**Encargo A**:
Según la reseña sobre «El azul es un color cálido», ¿qué galardón obtuvo ese tebeo y en qué año?
**Encargo B**:
Prolonga la reseña sobre «El azul es un color cálido» a partir de su última frase.

**Fragmento**:
________________

“(…)
Fou, fou, l'amour est
fou
Fou comme
toi et fou comme moi
Bleu,
bleu, l'amour est bleu
L'amour
est bleu quand je suis à toi”
“L'amour est bleu”,
presentada en Eurovision en 1967 por Vicky Leandro. Podéis escuchar
una pringosa versión en castellano cantada por Raphael siguiendo
este enlace:
tararirararai.
Para un servidor hay
pocas satisfacciones cinematográficas mayores que encontrarme con
una adaptación que supera en méritos a su referente original.
Normalmente esta categoría de cintas responde a unas inquietudes muy
específicas por parte de un director-autor, la clase de cineasta que
sabe lo que le vale y (más importante aún) lo que no del material
de partida para hacer la obra que tiene en mente. Los casos son
contados y quizás más valiosos, si cabe, por ello. Curiosamente, un
terreno que parece abonado a las buenas adaptaciones es el del
comic de autor, alejado de los estándares mainstream. No
hablo, pues, de los personajes de Marvel y DC, ni de otros exponentes
fantásticos o de ciencia-ficción a los que Hollywood recurre cuando
a sus productores se les acaban sus limitados recursos creativos (sin
desmerecer la validez de algunas de las adaptaciones resultantes),
sino de títulos como “Camino a la Perdición”, “Una historia
de violencia”, “Old Boy” o la última sensación del cine
europeo, “La vida de Adèle”.
Vaya por delante que “El
azul es un color cálido”, tebeo galardonado con el Premio del
Público del Festival de Angoulême en 2011, me parece una lectura
del montón. Su dibujante y guionista, Julie Maroah, retrata el
despertar sexual de Clementine, una estudiante de secundaria que
sufre un flechazo cuando conoce a Emma, universitaria y bohemia, que
vive abiertamente su homosexualidad. La obra se centra
fundamentalmente en la confusión y el rechazo que Clementine
experimenta hacia sus propios sentimientos y en la aceptación y
reivindicación de su lesbianismo por encima de sus propios
prejuicios y los de su entorno más próximo. Pese a las buenas
intenciones, el dibujo mediocre de Maroah y su tendencia al
tremendismo convierten este slice of life de ecos sociales en
una tragedia fatalista difícil de digerir.

________________

**Filas aportadas**:

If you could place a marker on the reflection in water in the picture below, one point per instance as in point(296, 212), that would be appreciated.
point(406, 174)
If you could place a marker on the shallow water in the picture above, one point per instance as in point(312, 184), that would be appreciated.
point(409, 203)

________________

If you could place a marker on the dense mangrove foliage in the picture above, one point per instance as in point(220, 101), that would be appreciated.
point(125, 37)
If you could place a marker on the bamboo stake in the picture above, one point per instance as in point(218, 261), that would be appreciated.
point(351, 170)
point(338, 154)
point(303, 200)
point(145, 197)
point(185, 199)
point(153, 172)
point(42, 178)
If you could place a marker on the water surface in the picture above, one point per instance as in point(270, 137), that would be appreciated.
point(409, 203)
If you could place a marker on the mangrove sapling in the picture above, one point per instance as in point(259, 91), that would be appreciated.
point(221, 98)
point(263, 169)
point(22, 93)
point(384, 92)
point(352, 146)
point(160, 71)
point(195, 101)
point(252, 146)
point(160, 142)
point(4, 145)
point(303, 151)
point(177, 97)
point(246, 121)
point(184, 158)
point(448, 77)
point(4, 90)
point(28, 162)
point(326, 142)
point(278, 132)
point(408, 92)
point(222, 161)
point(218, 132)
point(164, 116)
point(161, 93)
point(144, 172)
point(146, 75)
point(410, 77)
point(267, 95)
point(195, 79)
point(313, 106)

________________

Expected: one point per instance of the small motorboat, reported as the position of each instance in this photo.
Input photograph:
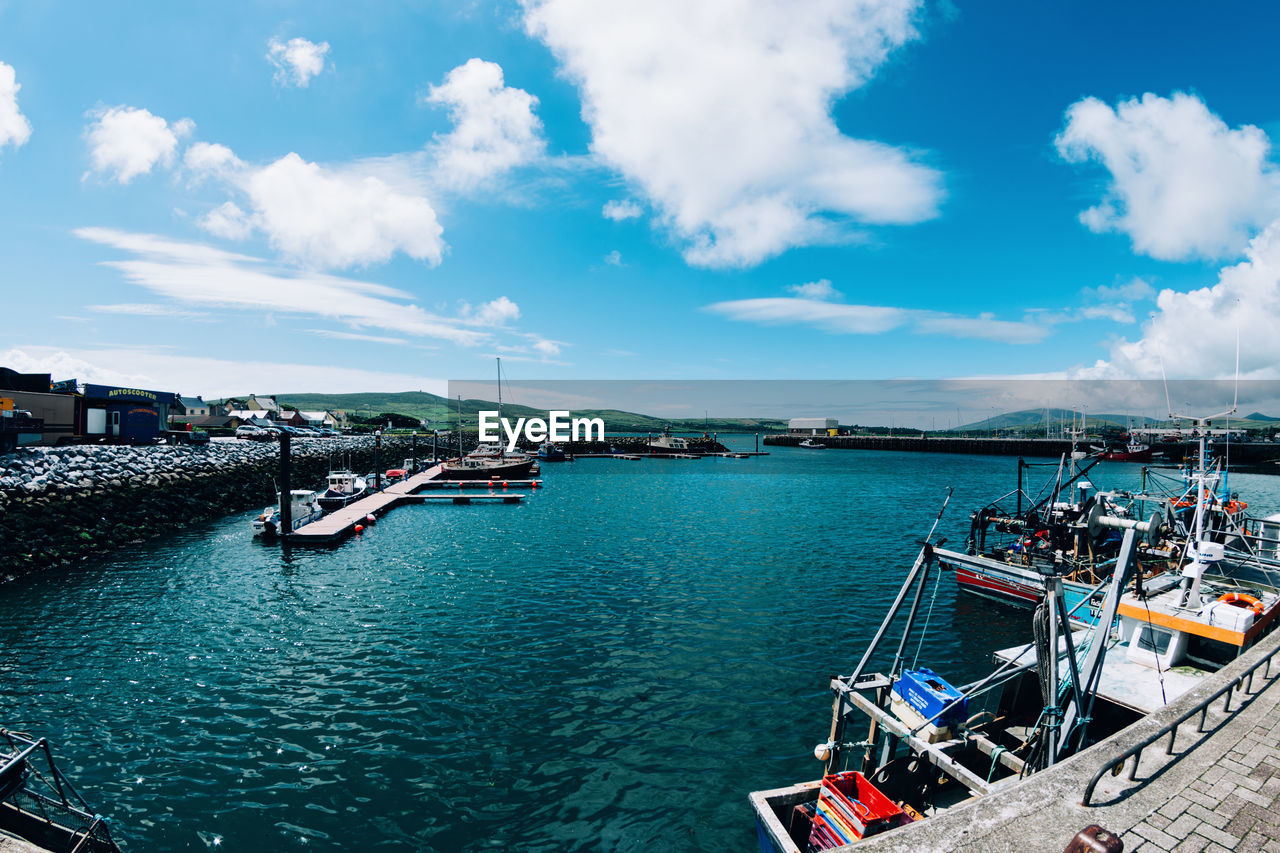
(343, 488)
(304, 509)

________________

**Respuesta correcta A**:
El Premio del Público del Festival de Angoulême, en 2011.

**Respuesta correcta B**:
Es entonces cuando
aparece, por suerte, el realizador tunecino Abdellatif Kekiche,
tomando el planteamiento inicial de “El azul es un color cálido”
para llevarlo lejos, mucho más lejos, en una película que, para
empezar, ya no está protagonizada por Clementine sino por Adèle y,
más importante aún, ya no está desarrollada a partir de los
diarios que Emma lee tras la muerte de la protagonista. Adiós,
fatalismo adolescente; hola, retrato veraz de las relaciones de
pareja.
Pese a dar cabida a
algunas de las escenas clave del comic, Kekiche desviste su guión
del tono militante y reivindicativo de la obra de Maroah, ofreciendo
una visión universal de sentimientos que no están limitados por la
homosexualidad o heterosexualidad de quienes los experimentan. “La
vida de Adéle” trasciende el subgénero LGTB y le hace un gran
favor al colectivo al mostrar con total naturalidad y sin excesivos
dramas de segregación (más allá de un par de escenas en la primera
mitad de la cinta) todos aquellos aspectos de la vida en pareja que
son comunes a todas las personas, independientemente de su
orientación sexual.
El naturalismo con el que
Kekiche narra la relación entre Emma y Adèle se intensifica con las
dos prodigiosas interpretaciones de las actrices que las encarnan:
Léa Seydoux, vista brevemente en
“Midnight in Paris” y futura Bella en
“La Bella y la Bestia” de Christophe Gans, y la jovencísima y carnal Adèle Exarchopoulos, con una
carrera mínima ante las cámaras. Ambas intérpretes se entregan con
tal intensidad (física y psicológica) a sus papeles que no es de
extrañar que el rodaje haya sido un calvario (tal y como apuntaban
las polémicas declaraciones de las actrices que acompañaron al
estreno del film en Cannes). Por otro lado, quedarse en el aspecto
sexual (explícito y lésbico) del trabajo de Exarchopoulos y Seydoux
me parecería un insulto a su labor como actrices.
Hay sexo en la película,
sí. Y es importante que lo haya, pues es uno de los elementos que
definen en gran medida una relación sentimental entre dos personas.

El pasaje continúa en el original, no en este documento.